Наняв карету, Балмашев приехал к зданию Государственного совета, где в этот день было заседание кабинета министров. Но террористы, видимо, не знали, что заседания высших учреждений начинаются не в 12 часов, а позже. Представившись адъютантом одного из великих князей, Балмашев потребовал доложить о нем министру внутренних дел. Швейцар ответил, что того нет, но скоро будет. Балмашев бросился в карету, но минут через пять вернулся, сказав, что по дороге встретил карету министра.
Когда Сипягин вошел в подъезд Мариинского дворца и стал снимать с помощью швейцара шубу, Балмашев подошел к нему и подал пакет, сказав: «От его императорского высочества». Сипягин стал надрывать конверт, и в это время террорист выстрелил в него в упор. Пуля попала в живот. У Сипягина подкосились ноги и он стал опускаться на колени. Балмашев со словами «не будешь больше циркуляров писать» выстрелил еще. Пуля попала в шею. Двумя другими выстрелами Балмашев ранил выездного лакея министерства внутренних дел.
Набежал народ. Сипягина перенесли на диван. По рубашке тонкой струйкой бежала кровь. Он пришел в себя, глаза открылись: «Послали ли за женой?» Потом посинел и потерял сознание. Так несколько раз. «Сообщите государю. Хочу видеть государя. Я верою и правдой служил государю и никому не желал зла». Глаза опять закрылись. Ему дали кислород. «Священника»,—послышался слабый голос.
Министра отвезли в больницу. Через несколько минут он там скончался.
А Балмашева приговорили к смертной казни.
«День перед казнью, — рассказывает в журнале «Былое» неизвестный автор,— Балмашев провел в канцелярии Шлиссельбургской крепости. Был слаб и болезнен и весь день провел, просматривая «Ниву». К ночи переведен был в старую тюрьму и помещен в камере. Крепко заснул. В четвертом часу ночи был разбужен смотрителем тюрьмы. Объявление товарища прокурора об ожидающей его смерти, видимо, очень взволновало его, ибо он не ожидал смерти; от исповеди и причастия отказался, подошел к окну и несколько времени провел молча, смотря на небо. Затем обернулся и сказал: «Я готов». На казнь шел, предшествуемый священником, с завязанными назад руками. Казнь была совершена во дворе за старой тюрьмой. Эшафот возвышался возле забора, разделяющего этот двор на две части. Похоронен Балмашев тут же в десяти шагах от стены».

**Выдержки из данных:**
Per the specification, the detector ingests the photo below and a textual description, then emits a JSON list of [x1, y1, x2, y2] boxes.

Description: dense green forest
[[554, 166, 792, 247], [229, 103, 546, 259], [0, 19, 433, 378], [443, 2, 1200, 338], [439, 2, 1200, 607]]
* * *
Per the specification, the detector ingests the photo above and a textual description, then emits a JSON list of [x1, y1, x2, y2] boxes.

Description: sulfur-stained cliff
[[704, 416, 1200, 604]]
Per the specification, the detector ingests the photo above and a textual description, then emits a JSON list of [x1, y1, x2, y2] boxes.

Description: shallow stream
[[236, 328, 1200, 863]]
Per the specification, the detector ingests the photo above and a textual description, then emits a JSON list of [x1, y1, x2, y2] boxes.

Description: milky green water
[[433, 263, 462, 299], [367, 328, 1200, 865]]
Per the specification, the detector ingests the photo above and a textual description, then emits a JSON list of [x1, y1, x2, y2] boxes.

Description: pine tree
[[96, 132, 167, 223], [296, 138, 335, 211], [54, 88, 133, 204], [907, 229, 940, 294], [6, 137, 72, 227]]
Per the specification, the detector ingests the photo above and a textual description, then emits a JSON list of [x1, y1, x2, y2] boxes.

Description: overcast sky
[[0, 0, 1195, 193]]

**Задания к выполнению:**
a - Выпишите из отрывка о покушении на Сипягина все его высказывания, которые приведены в кавычках.
b - Подхватите повествование об убийстве Сипягина и казни Балмашева и продолжите его после последнего приведенного предложения.

**Ответы на задания:**
a -
«Послали ли за женой?»
«Сообщите государю. Хочу видеть государя. Я верою и правдой служил государю и никому не желал зла».
«Священника».

b -
Так погибли эти две жертвы начинающегося русского кровавого зарева,
Исполнителями убийства Победоносцева и Клейгельса Гершуни наметил слабохарактерного артиллерийского поручика Григорьева и его невесту Юрковскую, дочь польского шляхтича, участника восстания 1863 г. В день похорон Сипягина они должны были стрелять в свои жертвы, которые там явно будут. Григорьев и Юрковская пришли на похороны, но стрелять не отважились. Они потом попытались избавиться от Гершуни, который через своих агентов не давал им покоя даже из-за границы.
Убийство Сипягина придало Гершуни еще больший авторитет среди рвущейся в революцию молодежи. С. Слетов вспоминал о Гершуни тех дней: «Он бодр и жизнерадостен. Весь дышит первым и крупным успехом». Да, Гершуни на подъеме: «Гордиев узел разрублен. Террор доказан. Он начат. Все споры излишни. Пора выступать молодежи. Пусть грешит против конспирации. Время не ждет. Дана команда: все наверх!»
По университетам распространялись стихи:
Ночью товарищ погиб,—
Жить ему стало невмочь.
Труп его свежий зарыт
В ту же зловещую ночь.
С другом надежным сойдись,
Острый клинок отточи,
Нужно не плакать, а мстить,
Мстить за погибших в ночи.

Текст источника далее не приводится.